• [本文抜粋]:
-------------------------

コンサルタントコラム

【人事管理】月60時間超え時間外労働は割増引き上げ

1.中小企業を対象に2023年4月1日から改正になるポイント

◆月60時間を超える時間外労働の割増賃金率が50%以上になります
◆月60時間を超える労働の割増引き上げ分支払いの代わりに代替休暇を付与することが可能です

 

 

2.改正点の概要
労働時間の管理をしている人が、改正されるポイントを見ると、いくつかの疑問点が浮かぶと思いますので、疑問を想定しながら概要を解説したいと思います。

 

(1) 時間外の割増賃金率は既に引き上げられているはずではないか?

大企業に対しては、2010年4月1日から月60時間を超える法定時間外労働の割増賃金率が、50%以上に引き上げられています。しかし、中小企業は、猶予期間があったため2023年4月1日までは引き上げなくても良いことになっていました。その猶予期間が切れて2023年4月から適用されるわけです。

 

(2) 36協定の法定時間外労働は月45時間が限度時間であるから、そもそも月60時間を超えないのではないか?

労使が締結する36協定に特別条項を付けると、限度時間である月45時間を超えて労働させることが可能です。ただし、月45時間を超える特別条項は、年間6か月までであり、超える場合の手続き(事前通告等)や、健康確保措置(臨時の健康診断他)を準備することが求められています。
このように、特別条項を付けていない中小企業で、月60時間を超える法定時間外労働が発生するわけではありません。まず、自社で月60時間を超えるかどうかを検証する必要があります。
筆者の認識では、働き方改革等で労働時間を削減が進められてきており、特別条項を付けていない中小企業が多いのではないかと思います。

一方で、36協定の特別条項を付けていないにもかかわらず、実際に月45時間を超える時間外労働を指示することは、違法行為です。しかし、労働をさせた時間に対する賃金の支払いを免れるわけではありませんから、定められた法定割増賃率以上で支払う必要があります。

 

(3) 就業規則や労使協定を改正する必要があるのか

時間外労働に対する割増賃金の計算方法を就業規則に定めているケースは多いと思います。月60時間を超えたときの割増賃金率を定めておきましょう。例えば次のような規定が考えられます。また、後ほど解説する代替休暇制度を設ける場合には、必要事項を定めた労使協定も必要です。

(就業規則の記載例)…自社の実情に合わせて定めてください

(割増賃金)
第〇条 時間外労働に対する割増賃金は、次の割増賃金率に基づき、事項の計算方法により支給する。
(1) 1か月の時間外労働の時間数に応じた割増賃金率は、次のとおりとする。この場合の1か月は毎月1日を起算日とする。
① 時間外労働60時間以下……25%
② 時間外労働60時間超え……50%
(以下省略)

-------------------------

• [所与のエントリ]:

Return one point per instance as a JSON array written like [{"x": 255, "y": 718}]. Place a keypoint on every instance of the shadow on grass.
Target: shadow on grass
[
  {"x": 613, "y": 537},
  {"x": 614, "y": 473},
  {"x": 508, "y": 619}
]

-------------------------

• [作業内容]:
1 > 割増賃金率の改正を扱ったコラムのうち、「時間外労働に対する割増賃金の」から「月は毎月1日を起算日とする。」までの部分を、一字も変えずに書き出してもらえますか?
2 > 上のエントリすべてについて、各行を空行を除いて番号付きリストの形に整えてもらえますか?

• [回答]:
1 >
時間外労働に対する割増賃金の計算方法を就業規則に定めているケースは多いと思います。月60時間を超えたときの割増賃金率を定めておきましょう。例えば次のような規定が考えられます。また、後ほど解説する代替休暇制度を設ける場合には、必要事項を定めた労使協定も必要です。

(就業規則の記載例)…自社の実情に合わせて定めてください

(割増賃金)
第〇条 時間外労働に対する割増賃金は、次の割増賃金率に基づき、事項の計算方法により支給する。
(1) 1か月の時間外労働の時間数に応じた割増賃金率は、次のとおりとする。この場合の1か月は毎月1日を起算日とする。

2 >
1. Return one point per instance as a JSON array written like [{"x": 255, "y": 718}]. Place a keypoint on every instance of the shadow on grass.
2. Target: shadow on grass
3. [
4.   {"x": 613, "y": 537},
5.   {"x": 614, "y": 473},
6.   {"x": 508, "y": 619}
7. ]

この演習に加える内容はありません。